» Assignment
Each line of the listing that includes "hillside" should be reported.

» Entries shown
##############################

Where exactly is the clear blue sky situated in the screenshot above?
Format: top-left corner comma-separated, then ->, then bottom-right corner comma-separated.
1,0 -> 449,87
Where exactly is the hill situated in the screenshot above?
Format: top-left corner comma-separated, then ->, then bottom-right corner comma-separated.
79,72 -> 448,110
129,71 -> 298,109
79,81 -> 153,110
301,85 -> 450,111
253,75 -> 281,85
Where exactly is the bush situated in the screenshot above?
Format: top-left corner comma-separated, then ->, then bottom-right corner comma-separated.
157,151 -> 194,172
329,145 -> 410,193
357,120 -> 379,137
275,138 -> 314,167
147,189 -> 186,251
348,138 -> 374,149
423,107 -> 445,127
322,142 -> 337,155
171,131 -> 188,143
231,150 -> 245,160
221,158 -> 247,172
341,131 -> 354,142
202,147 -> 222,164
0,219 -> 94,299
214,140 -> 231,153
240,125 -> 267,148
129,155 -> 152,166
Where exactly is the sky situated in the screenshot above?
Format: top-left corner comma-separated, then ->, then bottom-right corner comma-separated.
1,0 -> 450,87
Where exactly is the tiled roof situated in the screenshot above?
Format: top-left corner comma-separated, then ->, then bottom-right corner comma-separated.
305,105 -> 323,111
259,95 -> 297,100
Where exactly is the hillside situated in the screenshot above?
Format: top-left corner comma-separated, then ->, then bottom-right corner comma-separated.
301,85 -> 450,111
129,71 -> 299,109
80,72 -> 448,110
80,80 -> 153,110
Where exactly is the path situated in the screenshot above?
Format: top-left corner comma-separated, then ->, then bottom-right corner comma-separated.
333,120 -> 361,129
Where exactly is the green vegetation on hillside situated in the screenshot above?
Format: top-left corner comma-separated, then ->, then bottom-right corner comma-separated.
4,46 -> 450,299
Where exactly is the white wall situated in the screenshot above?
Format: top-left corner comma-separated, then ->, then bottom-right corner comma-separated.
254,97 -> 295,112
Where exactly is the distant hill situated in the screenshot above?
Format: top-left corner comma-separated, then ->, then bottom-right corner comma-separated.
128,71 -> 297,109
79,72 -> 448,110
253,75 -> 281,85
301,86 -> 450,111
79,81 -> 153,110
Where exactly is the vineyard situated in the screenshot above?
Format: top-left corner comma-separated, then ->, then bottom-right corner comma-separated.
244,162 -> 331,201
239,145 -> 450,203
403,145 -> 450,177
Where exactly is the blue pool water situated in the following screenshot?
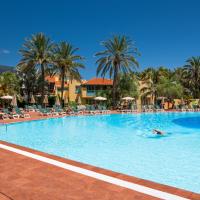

##############################

» Solution for this problem
Where exactly is the hillside situated in the screenshot above?
Where exactly is the green vegetation on hillside situated in the screenshot above?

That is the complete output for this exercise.